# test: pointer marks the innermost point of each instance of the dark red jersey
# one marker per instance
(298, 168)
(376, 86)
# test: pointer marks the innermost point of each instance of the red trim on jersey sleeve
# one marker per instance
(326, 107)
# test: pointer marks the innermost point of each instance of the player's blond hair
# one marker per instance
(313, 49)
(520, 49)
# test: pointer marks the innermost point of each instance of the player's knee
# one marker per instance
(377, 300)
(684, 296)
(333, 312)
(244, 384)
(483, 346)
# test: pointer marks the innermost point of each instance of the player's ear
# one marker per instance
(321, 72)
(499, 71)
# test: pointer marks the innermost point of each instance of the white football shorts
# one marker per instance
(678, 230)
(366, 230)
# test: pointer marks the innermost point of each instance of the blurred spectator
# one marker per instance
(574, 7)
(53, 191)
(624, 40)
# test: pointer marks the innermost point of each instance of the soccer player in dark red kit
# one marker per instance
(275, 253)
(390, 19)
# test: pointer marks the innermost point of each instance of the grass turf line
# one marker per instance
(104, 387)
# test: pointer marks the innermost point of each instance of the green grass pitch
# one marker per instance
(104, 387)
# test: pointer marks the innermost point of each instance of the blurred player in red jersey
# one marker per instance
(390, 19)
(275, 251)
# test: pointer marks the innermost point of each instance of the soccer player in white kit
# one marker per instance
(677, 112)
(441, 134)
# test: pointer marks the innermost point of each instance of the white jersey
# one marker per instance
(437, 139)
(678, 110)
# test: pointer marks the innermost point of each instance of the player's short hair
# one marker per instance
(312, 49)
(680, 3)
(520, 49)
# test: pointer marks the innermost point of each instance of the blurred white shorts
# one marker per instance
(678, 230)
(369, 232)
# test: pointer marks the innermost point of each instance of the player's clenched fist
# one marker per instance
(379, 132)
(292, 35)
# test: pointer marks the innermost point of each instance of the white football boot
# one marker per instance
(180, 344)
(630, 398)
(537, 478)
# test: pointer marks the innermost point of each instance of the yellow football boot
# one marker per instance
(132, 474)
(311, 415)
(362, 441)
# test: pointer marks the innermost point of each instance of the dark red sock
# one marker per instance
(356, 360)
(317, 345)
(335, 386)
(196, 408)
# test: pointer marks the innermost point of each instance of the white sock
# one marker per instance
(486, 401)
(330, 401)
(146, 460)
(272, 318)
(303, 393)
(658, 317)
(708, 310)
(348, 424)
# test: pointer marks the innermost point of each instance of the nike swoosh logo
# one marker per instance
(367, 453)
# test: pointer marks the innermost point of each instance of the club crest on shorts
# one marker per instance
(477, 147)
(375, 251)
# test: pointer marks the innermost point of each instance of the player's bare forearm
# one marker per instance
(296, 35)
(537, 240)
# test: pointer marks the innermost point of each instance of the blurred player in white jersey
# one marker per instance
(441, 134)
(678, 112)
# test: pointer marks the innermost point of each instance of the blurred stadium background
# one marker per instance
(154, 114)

- - - - -

Exercise objective
What lines in the records above include the string "shorts"? Copy each one.

Task solution
# test: pointer marks the innermost point of each instance of the white football shorts
# test: pointer marks the innermost point of each instance of the blurred white shorts
# test: pointer marks the innermost point of each instance of the club crest on shorts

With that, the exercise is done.